» WORK REQUIRED
Your task is to restate word for word the lines of the listing below that start at the one containing "Query: beige curtain" and run to the end; please add nothing.

» EXERCISE MATERIAL
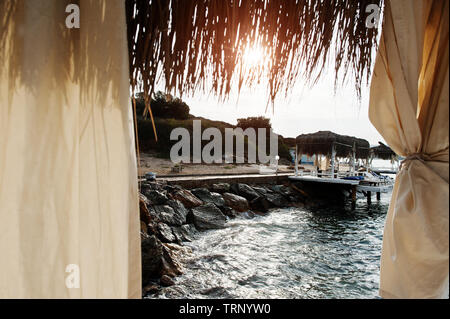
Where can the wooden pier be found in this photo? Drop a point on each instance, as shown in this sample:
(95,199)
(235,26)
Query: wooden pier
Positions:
(353,185)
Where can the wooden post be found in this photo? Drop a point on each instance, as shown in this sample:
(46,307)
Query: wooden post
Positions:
(354,159)
(333,155)
(353,196)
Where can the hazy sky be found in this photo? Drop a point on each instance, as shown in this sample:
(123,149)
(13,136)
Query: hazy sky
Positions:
(307,110)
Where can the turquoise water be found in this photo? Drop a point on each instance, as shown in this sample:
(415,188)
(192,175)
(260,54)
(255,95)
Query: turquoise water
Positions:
(290,253)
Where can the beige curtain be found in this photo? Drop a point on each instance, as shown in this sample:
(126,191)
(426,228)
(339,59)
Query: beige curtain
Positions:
(68,186)
(409,107)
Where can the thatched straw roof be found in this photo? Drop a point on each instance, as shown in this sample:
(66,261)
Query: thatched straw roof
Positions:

» SOLUTION TO THIS TASK
Query: beige curtain
Positions:
(68,186)
(409,107)
Where can the thatched straw roof be found in this photo? Drop a point on each instance, as shown in this sample:
(66,261)
Query: thatched straw roof
Positions:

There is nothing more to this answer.